YOUR INSTRUCTIONS
Gather every line from the listing below that contains the word "grassy", and copy each of those lines in full.

DATA PROVIDED
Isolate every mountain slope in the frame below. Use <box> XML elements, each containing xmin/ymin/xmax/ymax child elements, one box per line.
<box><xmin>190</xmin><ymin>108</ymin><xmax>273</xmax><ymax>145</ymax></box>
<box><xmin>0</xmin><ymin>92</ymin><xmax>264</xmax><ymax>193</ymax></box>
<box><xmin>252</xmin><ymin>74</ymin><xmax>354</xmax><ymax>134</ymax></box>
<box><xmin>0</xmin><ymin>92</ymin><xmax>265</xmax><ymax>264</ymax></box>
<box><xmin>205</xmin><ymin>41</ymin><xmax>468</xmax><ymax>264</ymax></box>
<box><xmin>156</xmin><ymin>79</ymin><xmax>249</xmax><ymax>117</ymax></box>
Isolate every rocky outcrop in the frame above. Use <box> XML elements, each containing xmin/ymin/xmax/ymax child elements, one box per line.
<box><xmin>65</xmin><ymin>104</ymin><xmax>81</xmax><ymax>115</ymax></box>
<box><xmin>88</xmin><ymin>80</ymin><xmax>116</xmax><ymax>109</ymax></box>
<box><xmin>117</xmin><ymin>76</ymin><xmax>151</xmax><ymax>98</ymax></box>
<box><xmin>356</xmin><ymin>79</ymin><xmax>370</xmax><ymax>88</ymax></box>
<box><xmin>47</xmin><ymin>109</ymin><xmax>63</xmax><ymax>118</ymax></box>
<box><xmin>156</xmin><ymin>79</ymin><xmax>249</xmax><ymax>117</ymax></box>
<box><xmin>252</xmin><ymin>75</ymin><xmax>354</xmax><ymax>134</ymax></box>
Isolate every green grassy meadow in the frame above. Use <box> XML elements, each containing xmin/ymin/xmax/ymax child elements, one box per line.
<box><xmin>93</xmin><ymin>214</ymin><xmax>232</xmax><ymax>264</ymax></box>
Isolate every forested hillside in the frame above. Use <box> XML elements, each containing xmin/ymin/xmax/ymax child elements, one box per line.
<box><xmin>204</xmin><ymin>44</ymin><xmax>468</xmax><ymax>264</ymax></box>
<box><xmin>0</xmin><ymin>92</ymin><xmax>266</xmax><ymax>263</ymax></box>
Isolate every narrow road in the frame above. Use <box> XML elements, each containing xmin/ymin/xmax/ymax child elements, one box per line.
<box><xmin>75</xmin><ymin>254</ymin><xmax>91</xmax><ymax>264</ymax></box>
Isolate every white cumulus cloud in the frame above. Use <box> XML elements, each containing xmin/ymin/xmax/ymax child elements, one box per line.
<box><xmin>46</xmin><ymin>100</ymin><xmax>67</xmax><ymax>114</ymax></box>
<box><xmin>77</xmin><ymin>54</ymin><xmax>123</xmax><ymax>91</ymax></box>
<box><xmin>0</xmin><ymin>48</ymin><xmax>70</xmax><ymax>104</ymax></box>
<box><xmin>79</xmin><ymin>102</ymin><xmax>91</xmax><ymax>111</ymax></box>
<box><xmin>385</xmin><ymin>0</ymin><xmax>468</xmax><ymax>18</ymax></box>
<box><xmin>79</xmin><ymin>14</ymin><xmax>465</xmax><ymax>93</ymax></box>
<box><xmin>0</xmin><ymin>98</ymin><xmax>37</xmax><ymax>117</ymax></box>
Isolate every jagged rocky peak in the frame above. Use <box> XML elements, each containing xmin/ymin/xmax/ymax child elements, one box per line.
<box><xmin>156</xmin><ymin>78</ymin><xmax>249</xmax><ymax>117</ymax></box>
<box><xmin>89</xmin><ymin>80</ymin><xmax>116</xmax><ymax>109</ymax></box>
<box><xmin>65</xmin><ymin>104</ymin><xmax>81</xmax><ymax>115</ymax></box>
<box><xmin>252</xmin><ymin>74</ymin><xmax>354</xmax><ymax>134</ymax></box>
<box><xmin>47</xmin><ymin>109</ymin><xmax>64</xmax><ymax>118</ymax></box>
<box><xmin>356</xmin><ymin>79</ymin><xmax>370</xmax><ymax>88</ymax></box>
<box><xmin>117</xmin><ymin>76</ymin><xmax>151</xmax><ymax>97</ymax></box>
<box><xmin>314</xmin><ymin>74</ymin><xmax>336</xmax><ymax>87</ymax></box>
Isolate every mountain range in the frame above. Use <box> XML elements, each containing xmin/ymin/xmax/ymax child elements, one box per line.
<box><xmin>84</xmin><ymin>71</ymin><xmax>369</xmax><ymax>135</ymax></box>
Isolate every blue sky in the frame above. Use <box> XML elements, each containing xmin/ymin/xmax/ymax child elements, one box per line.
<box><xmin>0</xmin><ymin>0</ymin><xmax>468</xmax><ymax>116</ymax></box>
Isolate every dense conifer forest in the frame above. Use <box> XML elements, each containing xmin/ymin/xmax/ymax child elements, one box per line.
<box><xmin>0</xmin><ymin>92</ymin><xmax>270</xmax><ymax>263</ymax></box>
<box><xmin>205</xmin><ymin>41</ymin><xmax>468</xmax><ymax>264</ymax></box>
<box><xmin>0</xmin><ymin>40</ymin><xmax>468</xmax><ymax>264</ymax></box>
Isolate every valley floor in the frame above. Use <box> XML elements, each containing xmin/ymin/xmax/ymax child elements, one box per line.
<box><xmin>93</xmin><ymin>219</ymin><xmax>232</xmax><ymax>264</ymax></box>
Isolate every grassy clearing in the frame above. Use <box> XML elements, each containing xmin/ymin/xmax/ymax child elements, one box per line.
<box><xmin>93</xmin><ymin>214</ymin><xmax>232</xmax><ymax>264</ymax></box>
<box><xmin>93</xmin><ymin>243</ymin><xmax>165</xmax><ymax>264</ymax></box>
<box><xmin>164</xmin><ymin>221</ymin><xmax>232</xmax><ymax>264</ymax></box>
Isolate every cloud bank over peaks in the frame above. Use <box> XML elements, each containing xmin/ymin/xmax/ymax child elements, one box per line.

FULL RESPONSE
Isolate every green grassy meadow in the frame above. Use <box> XML elements, each containing xmin/ymin/xmax/ymax child elements, one box per line.
Isolate every grassy clearing in the frame above. Use <box> XML elements, each containing xmin/ymin/xmax/ymax child elements, one box per line.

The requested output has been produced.